Plus de vingt ans après la consécration de la protection des "renseignements non divulgués " par le droit international (accord de Marrakech du 15 avril 1994), la France se dote enfin d’une législation spécifique pour protéger les secrets d’affaires (loi n° 2018-670 du 30 juillet 2018). Même si l’accès ou la divulgation d’informations confidentielles d’autrui pouvaient déjà être sanctionnés en droit français, la réforme apporte son lot de nouveautés mais aussi quelques incertitudes.

La définition du secret des affaires - La loi définit le secret des affaires protégé à l’article L.151-1 du Code de commerce. Pour bénéficier de la protection, trois critères doivent être réunis : l’information doit être secrète, avoir une valeur commerciale effective ou potentielle et l’entreprise doit avoir mis en place des mesures de protection raisonnables. Cette définition est large et permet de protéger différents éléments du "patrimoine informationnel" des entreprises, notamment des informations d’ordre commercial (fichiers clients, prix, études de marché), technique (algorithmes, recettes, procédés de fabrication) ou stratégique (business plan, plan de rachat).

La directive 2016/943 du 8 juin 2016 rappelle que le secret constitue pour les entreprises un moyen complémentaire de "s'approprier les résultats de leurs activités liées à l'innovation" vis-à-vis de la protection offerte par les droits de propriété industrielle.

Extraits de données de boîtes englobantes

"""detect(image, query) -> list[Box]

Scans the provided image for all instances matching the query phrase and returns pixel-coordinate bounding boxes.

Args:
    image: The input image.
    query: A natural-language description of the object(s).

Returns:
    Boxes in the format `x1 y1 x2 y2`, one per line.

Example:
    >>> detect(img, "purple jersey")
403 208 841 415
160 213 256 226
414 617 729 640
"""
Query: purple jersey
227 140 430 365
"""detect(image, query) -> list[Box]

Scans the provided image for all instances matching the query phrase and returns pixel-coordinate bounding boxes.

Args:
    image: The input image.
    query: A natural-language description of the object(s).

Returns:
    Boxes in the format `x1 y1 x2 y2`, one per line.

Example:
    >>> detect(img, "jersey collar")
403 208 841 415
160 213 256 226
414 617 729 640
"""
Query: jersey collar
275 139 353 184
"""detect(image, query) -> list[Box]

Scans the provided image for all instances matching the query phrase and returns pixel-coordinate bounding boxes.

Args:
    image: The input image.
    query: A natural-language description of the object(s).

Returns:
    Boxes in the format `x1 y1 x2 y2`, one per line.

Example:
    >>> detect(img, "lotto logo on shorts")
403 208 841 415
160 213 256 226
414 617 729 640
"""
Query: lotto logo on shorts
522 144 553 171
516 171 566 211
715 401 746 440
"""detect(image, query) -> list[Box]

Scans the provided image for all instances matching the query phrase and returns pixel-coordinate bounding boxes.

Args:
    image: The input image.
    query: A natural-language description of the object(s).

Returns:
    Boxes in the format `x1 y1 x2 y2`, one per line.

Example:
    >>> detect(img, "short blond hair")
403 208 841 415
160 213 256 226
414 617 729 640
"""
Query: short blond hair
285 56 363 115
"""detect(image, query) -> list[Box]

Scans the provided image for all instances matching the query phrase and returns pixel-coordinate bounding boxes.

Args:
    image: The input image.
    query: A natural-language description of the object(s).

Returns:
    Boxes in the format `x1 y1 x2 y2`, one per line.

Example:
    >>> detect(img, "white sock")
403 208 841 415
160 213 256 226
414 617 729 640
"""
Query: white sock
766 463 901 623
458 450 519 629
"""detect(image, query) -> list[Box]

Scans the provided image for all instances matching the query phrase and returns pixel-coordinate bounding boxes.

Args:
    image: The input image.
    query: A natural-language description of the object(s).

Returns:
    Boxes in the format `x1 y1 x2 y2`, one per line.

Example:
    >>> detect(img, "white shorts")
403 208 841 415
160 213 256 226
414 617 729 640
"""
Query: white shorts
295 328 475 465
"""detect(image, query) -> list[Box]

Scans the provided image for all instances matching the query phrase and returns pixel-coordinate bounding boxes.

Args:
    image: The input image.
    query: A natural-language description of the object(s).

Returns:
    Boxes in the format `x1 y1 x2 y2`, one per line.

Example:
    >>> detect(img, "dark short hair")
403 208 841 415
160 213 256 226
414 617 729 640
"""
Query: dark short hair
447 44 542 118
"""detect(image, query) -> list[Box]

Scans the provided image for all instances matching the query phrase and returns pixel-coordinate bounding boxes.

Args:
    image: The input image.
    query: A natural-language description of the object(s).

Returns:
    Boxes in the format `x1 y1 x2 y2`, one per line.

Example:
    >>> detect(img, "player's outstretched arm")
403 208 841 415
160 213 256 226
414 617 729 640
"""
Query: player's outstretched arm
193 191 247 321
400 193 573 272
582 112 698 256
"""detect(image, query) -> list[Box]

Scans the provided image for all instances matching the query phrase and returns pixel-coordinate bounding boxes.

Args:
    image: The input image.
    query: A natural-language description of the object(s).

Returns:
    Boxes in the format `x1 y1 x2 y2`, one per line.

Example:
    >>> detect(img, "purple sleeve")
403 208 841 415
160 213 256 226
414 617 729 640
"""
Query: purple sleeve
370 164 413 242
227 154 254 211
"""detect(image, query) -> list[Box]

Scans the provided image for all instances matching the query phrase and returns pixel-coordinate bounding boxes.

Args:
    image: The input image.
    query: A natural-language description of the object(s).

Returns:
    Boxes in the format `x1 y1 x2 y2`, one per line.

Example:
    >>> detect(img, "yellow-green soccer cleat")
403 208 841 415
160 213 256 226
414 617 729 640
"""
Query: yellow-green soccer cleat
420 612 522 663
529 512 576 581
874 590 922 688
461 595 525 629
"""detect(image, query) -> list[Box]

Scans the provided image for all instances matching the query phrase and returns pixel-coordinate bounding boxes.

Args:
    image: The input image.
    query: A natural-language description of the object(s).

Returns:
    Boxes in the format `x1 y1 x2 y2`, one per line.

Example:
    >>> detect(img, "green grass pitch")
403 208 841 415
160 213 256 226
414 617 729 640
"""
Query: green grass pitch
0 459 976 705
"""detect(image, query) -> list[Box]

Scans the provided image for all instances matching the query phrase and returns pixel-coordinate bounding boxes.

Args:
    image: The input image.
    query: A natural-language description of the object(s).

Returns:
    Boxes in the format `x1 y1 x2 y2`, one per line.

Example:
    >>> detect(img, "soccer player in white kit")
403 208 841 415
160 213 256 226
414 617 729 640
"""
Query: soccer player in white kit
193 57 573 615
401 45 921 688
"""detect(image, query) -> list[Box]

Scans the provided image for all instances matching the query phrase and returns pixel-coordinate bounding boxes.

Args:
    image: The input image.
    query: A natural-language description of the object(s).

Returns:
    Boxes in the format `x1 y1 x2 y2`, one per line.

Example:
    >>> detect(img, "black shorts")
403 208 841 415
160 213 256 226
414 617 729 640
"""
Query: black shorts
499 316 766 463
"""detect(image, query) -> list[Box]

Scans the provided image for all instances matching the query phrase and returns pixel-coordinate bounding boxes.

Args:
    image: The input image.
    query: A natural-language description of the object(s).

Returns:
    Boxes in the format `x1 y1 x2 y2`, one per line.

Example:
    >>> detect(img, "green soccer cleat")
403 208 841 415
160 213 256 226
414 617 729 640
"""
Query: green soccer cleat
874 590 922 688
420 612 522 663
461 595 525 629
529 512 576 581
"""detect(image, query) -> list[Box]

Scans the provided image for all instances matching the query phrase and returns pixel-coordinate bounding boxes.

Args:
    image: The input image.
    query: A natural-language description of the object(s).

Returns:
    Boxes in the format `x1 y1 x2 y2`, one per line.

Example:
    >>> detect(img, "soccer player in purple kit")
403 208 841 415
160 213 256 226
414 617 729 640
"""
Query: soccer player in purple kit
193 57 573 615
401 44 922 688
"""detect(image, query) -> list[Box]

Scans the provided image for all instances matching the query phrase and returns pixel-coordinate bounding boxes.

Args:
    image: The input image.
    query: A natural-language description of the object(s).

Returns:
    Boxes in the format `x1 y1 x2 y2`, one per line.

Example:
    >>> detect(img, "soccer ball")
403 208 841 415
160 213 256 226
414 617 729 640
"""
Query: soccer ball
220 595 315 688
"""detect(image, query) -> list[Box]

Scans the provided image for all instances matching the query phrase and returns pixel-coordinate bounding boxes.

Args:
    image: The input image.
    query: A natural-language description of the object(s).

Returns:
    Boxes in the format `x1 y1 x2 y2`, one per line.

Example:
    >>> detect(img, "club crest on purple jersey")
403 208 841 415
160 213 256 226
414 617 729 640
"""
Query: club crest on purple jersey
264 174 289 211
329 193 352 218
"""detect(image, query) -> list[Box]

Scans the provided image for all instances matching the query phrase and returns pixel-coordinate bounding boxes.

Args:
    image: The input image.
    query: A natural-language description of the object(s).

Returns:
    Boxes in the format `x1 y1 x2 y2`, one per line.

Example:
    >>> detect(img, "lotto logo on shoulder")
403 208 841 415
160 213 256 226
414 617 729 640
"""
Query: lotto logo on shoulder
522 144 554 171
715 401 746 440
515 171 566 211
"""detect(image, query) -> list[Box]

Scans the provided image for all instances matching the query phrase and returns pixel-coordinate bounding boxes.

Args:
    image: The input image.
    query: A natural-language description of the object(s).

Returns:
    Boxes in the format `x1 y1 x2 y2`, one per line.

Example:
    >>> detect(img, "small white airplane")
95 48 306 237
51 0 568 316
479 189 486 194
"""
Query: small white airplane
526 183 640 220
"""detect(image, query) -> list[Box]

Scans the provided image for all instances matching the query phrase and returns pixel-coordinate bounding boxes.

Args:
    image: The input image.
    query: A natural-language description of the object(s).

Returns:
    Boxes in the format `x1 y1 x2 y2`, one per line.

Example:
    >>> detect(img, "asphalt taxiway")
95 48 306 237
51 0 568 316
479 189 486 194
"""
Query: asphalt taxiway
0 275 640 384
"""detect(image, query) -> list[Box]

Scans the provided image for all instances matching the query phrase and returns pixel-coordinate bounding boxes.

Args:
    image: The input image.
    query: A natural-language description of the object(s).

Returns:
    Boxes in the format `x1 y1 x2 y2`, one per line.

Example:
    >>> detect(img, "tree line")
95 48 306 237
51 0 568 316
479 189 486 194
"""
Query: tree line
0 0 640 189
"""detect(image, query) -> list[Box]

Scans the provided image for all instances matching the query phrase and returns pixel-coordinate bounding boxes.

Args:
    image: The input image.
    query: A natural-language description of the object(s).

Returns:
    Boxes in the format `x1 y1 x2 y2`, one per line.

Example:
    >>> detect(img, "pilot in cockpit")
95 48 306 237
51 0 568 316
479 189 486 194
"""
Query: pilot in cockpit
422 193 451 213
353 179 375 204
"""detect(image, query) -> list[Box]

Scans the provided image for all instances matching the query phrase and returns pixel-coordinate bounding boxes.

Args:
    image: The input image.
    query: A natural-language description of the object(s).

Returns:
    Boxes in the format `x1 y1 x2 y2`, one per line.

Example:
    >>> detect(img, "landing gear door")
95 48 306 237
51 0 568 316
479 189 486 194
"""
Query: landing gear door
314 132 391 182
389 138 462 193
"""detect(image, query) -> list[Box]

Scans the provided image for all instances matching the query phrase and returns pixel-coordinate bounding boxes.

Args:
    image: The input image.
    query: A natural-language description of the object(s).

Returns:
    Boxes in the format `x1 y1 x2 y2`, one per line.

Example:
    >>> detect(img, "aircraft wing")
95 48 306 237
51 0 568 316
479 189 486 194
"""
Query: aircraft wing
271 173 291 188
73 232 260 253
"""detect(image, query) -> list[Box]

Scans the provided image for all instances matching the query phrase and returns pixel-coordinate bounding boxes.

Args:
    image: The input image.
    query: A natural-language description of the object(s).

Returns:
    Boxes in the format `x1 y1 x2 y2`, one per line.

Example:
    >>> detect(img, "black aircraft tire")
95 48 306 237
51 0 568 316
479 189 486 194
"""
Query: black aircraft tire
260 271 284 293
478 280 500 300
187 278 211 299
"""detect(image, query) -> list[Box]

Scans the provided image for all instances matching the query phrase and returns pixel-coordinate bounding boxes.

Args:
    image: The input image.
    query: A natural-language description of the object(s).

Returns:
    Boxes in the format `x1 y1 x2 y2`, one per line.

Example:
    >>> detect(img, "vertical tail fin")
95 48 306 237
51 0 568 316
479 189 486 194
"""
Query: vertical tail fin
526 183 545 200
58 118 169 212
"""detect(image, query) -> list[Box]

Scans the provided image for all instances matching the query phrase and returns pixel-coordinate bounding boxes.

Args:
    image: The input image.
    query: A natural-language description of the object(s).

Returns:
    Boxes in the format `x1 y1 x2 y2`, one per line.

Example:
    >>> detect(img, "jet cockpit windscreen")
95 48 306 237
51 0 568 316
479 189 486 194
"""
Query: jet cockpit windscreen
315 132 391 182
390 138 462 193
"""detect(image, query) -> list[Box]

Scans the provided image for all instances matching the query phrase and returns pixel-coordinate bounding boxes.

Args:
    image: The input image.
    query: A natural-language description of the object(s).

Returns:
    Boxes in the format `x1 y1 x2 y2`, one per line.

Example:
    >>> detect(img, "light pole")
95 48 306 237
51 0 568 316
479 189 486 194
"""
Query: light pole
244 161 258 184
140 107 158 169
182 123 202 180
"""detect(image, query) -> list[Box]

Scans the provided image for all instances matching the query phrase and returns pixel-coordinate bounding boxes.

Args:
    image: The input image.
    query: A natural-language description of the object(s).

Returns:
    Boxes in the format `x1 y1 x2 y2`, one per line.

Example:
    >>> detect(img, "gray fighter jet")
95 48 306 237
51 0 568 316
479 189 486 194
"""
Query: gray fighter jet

_TÂCHES À RÉALISER_
**1.** D'après le texte sur le secret des affaires, quels sont les trois critères qu'une information doit réunir pour bénéficier de la protection ?
**2.** Recopiez mot pour mot le passage du texte sur le secret des affaires qui va de « Plus de vingt » jusqu'à « aussi quelques incertitudes. » inclus.

_RÉPONSES PAR TÂCHE_
**1.** L'information doit être secrète, avoir une valeur commerciale effective ou potentielle, et l'entreprise doit avoir mis en place des mesures de protection raisonnables.

**2.**
Plus de vingt ans après la consécration de la protection des "renseignements non divulgués " par le droit international (accord de Marrakech du 15 avril 1994), la France se dote enfin d’une législation spécifique pour protéger les secrets d’affaires (loi n° 2018-670 du 30 juillet 2018). Même si l’accès ou la divulgation d’informations confidentielles d’autrui pouvaient déjà être sanctionnés en droit français, la réforme apporte son lot de nouveautés mais aussi quelques incertitudes.